▸ **Selected text**:
Welcome to the Ice Age Coast
These are not Glacial Erratics
(mostly from the Holderness Coast)
Aluminium - from used ordinance
Armoured mud balls - boulders of boulder clay with attached pebbles
Asbestos - from roofs
Augen gneiss - imported from Scandinavia as "Rock Armour"
Bones and teeth - of animals buried by farmers in their fields
Brick - brick red normally. May have what appear to be borings!
China crockery - comes with many designs including the mock Chinese"willow pattern"
Chocolate covered digestive biscuits - seen at an exposure of Basement Till at Bridlington in 2019
Coal - it may have fallen off a boat in the past or be "sea coal". Often you can find patches of small black grains of coal gathered in a sand ripple on the beach.
Calcrete - a natural concrete formed by the percolation of hard water through sediment.

▸ **Data section**:
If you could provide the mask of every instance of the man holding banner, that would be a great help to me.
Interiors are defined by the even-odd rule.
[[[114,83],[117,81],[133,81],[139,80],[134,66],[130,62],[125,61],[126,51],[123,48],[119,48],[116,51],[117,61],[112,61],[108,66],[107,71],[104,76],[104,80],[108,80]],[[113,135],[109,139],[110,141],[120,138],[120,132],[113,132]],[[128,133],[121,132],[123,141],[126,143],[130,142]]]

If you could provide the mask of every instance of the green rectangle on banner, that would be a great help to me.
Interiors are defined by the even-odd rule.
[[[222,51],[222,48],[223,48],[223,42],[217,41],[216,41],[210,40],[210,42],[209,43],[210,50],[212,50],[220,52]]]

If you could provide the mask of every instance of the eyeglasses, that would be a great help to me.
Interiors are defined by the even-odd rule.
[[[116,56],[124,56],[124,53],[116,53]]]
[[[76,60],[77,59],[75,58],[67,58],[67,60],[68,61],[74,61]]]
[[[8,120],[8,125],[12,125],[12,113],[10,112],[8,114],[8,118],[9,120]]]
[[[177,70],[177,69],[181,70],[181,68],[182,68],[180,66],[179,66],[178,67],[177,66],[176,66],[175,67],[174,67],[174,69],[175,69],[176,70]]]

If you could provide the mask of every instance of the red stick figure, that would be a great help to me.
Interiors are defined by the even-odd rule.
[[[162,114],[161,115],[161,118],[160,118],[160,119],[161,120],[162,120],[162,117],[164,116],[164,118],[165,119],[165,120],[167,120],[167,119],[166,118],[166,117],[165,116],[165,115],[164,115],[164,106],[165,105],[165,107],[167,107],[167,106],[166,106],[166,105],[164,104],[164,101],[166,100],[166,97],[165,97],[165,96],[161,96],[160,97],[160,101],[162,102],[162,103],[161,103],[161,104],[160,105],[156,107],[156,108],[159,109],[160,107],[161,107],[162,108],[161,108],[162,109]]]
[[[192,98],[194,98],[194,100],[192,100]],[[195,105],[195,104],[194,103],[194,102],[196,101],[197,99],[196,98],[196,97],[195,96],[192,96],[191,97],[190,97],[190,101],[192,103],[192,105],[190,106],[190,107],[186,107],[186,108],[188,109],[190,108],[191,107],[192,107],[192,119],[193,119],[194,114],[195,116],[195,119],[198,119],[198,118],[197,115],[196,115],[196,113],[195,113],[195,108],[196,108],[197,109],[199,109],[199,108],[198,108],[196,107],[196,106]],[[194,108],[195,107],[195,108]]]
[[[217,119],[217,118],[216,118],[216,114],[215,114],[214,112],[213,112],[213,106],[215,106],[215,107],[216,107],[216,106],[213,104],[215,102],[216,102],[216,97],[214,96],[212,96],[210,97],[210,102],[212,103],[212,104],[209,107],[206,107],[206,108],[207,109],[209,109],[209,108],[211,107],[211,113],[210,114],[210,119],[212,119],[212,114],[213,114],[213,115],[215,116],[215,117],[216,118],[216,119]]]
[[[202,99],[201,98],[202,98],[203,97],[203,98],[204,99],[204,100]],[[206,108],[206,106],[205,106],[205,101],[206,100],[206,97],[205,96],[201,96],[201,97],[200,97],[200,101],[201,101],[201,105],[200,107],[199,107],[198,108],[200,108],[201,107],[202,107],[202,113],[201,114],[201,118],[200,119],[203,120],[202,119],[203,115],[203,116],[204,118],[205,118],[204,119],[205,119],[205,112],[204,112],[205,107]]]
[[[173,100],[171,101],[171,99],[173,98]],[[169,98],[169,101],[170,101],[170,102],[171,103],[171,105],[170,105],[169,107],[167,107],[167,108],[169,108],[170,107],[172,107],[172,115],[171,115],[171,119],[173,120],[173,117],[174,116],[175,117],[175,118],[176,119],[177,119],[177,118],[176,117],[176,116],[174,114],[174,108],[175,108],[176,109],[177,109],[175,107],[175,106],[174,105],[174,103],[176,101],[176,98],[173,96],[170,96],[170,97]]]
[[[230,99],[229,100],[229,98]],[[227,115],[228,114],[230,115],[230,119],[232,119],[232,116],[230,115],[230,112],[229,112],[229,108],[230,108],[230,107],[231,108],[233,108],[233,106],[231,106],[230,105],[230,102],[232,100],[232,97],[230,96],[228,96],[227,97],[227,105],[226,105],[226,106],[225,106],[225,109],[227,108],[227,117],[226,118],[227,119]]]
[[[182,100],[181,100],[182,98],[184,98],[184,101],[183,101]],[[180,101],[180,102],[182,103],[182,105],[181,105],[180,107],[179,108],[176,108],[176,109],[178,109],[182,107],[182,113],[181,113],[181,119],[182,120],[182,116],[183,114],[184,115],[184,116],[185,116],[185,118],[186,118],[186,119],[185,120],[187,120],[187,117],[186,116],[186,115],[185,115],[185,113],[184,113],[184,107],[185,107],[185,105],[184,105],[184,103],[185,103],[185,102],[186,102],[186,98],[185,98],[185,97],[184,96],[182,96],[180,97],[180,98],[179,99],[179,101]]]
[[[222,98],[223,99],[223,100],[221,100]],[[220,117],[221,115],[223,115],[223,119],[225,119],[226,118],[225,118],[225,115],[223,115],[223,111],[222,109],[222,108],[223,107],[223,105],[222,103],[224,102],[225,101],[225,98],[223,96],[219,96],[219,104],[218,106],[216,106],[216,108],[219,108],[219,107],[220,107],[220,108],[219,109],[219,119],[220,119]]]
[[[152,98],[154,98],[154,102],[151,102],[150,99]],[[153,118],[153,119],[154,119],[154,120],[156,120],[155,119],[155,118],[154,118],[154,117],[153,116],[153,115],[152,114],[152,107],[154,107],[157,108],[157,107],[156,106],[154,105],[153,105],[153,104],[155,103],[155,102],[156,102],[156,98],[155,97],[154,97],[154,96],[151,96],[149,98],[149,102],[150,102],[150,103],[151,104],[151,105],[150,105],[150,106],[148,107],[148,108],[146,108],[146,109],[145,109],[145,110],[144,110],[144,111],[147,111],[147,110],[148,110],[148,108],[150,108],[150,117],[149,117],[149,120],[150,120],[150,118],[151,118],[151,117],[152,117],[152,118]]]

▸ **Directions**:
**1)** In the Ice Age Coast list, substitute "ship" for "boat" and give everything from "Bones and teeth" down to "water through sediment.".
**2)** According to the Ice Age Coast list, where and when were chocolate covered digestive biscuits seen?
**3)** Shorten the item in the Ice Age Coast list that begins "Coal - it may have fallen off a boat" and keep its main facts.

▸ **Solutions per task**:
**1)**
Bones and teeth - of animals buried by farmers in their fields
Brick - brick red normally. May have what appear to be borings!
China crockery - comes with many designs including the mock Chinese"willow pattern"
Chocolate covered digestive biscuits - seen at an exposure of Basement Till at Bridlington in 2019
Coal - it may have fallen off a ship in the past or be "sea coal". Often you can find patches of small black grains of coal gathered in a sand ripple on the beach.
Calcrete - a natural concrete formed by the percolation of hard water through sediment.

**2)** At an exposure of Basement Till at Bridlington in 2019.

**3)** Coal - either fell off a boat in the past or is "sea coal"; patches of small black grains often gather in beach sand ripples.